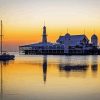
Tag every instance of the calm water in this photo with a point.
(50, 78)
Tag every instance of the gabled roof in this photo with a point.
(74, 38)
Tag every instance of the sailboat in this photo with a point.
(4, 56)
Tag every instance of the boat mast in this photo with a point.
(1, 37)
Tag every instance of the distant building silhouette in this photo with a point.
(67, 44)
(94, 40)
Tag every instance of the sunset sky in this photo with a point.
(23, 19)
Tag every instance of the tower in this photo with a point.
(44, 37)
(94, 40)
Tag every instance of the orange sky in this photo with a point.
(23, 20)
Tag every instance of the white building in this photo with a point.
(64, 44)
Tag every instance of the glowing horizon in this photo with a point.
(23, 19)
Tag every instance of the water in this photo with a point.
(51, 78)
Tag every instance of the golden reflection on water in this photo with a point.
(51, 78)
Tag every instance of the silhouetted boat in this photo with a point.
(5, 56)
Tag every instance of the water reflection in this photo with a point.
(94, 65)
(3, 64)
(67, 76)
(44, 68)
(69, 68)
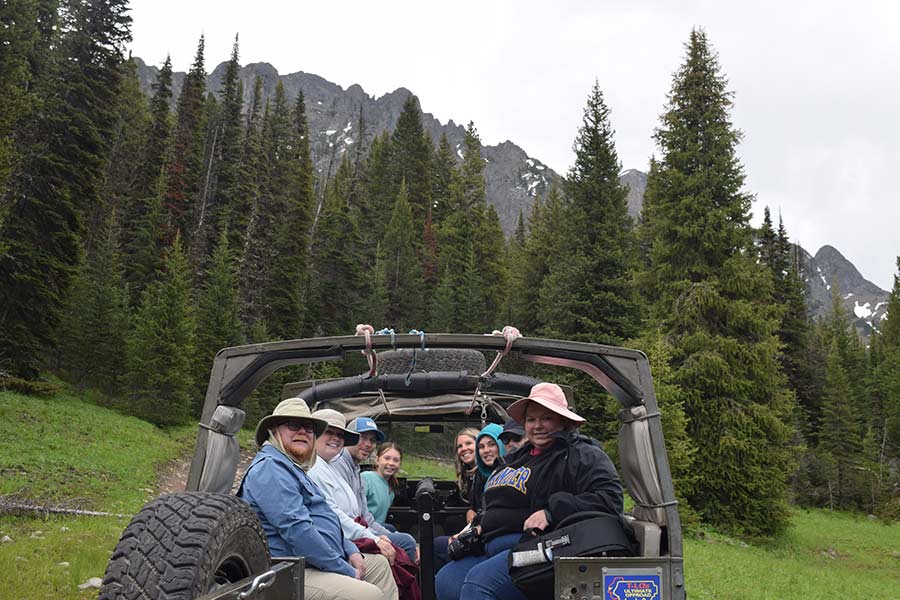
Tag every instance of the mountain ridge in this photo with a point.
(513, 179)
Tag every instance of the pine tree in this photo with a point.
(231, 208)
(287, 287)
(404, 279)
(443, 180)
(588, 294)
(338, 286)
(541, 250)
(218, 321)
(124, 187)
(97, 316)
(840, 441)
(184, 174)
(160, 133)
(162, 346)
(18, 38)
(713, 301)
(411, 159)
(61, 180)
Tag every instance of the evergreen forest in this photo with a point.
(139, 235)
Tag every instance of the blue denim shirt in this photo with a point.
(295, 516)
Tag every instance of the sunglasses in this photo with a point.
(295, 426)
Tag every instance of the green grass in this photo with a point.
(822, 555)
(415, 467)
(63, 450)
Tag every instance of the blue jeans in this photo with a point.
(452, 582)
(490, 580)
(405, 541)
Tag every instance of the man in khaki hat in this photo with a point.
(296, 516)
(336, 489)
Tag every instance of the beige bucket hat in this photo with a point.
(336, 420)
(287, 410)
(548, 395)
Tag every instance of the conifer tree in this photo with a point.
(97, 316)
(588, 294)
(123, 187)
(160, 133)
(230, 207)
(338, 286)
(162, 345)
(840, 436)
(713, 301)
(373, 213)
(184, 174)
(61, 180)
(541, 250)
(287, 287)
(443, 180)
(18, 38)
(218, 321)
(404, 279)
(377, 302)
(411, 158)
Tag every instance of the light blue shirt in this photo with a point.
(295, 516)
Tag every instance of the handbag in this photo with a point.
(580, 534)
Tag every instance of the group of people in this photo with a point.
(534, 472)
(305, 485)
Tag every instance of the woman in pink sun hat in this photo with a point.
(556, 473)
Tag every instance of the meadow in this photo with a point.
(65, 451)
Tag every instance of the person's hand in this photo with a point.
(537, 520)
(358, 564)
(387, 548)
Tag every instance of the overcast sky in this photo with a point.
(816, 84)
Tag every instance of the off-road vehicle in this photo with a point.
(206, 543)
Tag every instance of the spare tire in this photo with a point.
(183, 545)
(397, 362)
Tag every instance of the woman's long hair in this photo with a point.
(465, 473)
(393, 482)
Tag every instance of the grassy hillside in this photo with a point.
(65, 451)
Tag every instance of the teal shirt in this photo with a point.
(378, 494)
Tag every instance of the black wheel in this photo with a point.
(184, 545)
(394, 362)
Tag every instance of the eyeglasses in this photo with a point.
(295, 426)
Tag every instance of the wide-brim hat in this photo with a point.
(287, 410)
(511, 427)
(364, 424)
(336, 420)
(548, 395)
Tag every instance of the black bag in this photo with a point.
(581, 534)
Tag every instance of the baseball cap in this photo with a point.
(363, 424)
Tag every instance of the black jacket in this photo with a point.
(575, 475)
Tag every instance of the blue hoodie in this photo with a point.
(492, 430)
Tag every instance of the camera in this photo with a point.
(467, 543)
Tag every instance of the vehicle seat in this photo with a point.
(222, 450)
(647, 518)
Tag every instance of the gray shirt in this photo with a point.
(349, 470)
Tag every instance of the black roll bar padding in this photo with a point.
(618, 380)
(419, 384)
(426, 503)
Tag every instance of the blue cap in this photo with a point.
(363, 424)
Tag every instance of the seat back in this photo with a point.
(222, 450)
(640, 476)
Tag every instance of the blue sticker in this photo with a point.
(631, 587)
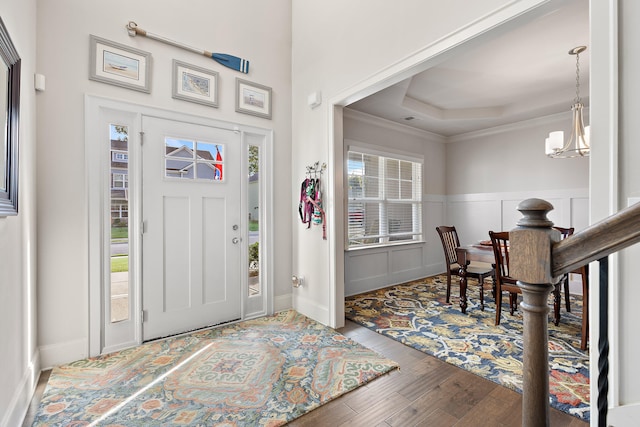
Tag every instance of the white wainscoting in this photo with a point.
(473, 215)
(375, 268)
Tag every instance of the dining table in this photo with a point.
(481, 252)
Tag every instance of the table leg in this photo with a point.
(463, 286)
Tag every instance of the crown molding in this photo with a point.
(388, 124)
(525, 124)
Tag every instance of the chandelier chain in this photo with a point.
(577, 99)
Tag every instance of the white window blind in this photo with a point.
(385, 199)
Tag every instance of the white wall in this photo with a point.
(336, 46)
(18, 354)
(511, 158)
(479, 197)
(626, 345)
(373, 268)
(228, 26)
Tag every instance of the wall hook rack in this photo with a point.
(315, 170)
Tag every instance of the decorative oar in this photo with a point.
(230, 61)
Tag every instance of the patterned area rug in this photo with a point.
(262, 372)
(417, 315)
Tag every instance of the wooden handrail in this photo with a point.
(597, 241)
(538, 258)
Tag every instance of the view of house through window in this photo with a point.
(193, 160)
(385, 199)
(119, 195)
(253, 204)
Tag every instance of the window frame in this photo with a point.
(384, 236)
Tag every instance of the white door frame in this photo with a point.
(105, 337)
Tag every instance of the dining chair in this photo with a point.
(584, 275)
(450, 241)
(504, 282)
(565, 232)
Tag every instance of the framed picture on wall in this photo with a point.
(10, 100)
(119, 65)
(194, 84)
(252, 98)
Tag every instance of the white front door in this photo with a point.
(191, 255)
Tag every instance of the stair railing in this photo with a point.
(538, 258)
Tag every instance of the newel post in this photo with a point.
(530, 264)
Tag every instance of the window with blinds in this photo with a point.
(385, 199)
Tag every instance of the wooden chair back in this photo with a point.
(449, 238)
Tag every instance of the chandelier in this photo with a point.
(578, 143)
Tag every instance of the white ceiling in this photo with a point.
(514, 76)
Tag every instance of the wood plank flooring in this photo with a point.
(425, 391)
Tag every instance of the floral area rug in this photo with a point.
(262, 372)
(417, 315)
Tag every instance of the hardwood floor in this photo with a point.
(425, 391)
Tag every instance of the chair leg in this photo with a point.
(513, 298)
(498, 305)
(557, 300)
(585, 308)
(566, 293)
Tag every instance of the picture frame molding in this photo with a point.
(9, 144)
(244, 107)
(117, 76)
(177, 93)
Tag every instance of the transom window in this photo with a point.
(119, 157)
(190, 160)
(385, 199)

·····

TASK BRIEF:
Could you substitute "banister" for "stair railing" in the rows starting at the line containing "Tag every instance of the dining chair" and ending at the last row, and give those lines again with everything else unchanged?

FINISHED ANSWER:
Tag every instance of the dining chair in this photo with a point.
(584, 275)
(450, 241)
(504, 282)
(565, 232)
Tag every instance of the framed picture on wall in this photo with a point.
(10, 100)
(119, 65)
(194, 84)
(252, 98)
Tag every instance of the white front door in this photo with a point.
(191, 255)
Tag every instance of the banister in this photo with a point.
(538, 258)
Tag every instance of the newel post in this photo with a point.
(530, 264)
Tag every instance of the window with blinds in this photo with a point.
(385, 199)
Tag every instance of the wooden chair back in this photo with a point.
(449, 238)
Tag every instance of the chandelier in this photo with a point.
(578, 143)
Tag every instance of the white ceiling in this photo with a point.
(514, 76)
Tag every instance of the wood plank flooring in this photo with a point.
(425, 391)
Tag every instance of the floral area rug in this photo with a point.
(262, 372)
(417, 315)
Tag every instance of the hardwood floor in this photo with a point.
(425, 391)
Tag every instance of the chair leg in this photo with a point.
(513, 298)
(498, 305)
(557, 300)
(585, 308)
(566, 293)
Tag every instance of the picture frame molding in this photo with a point.
(9, 144)
(244, 107)
(117, 76)
(177, 93)
Tag every instance of the transom window in this photo with a point.
(119, 157)
(190, 160)
(385, 199)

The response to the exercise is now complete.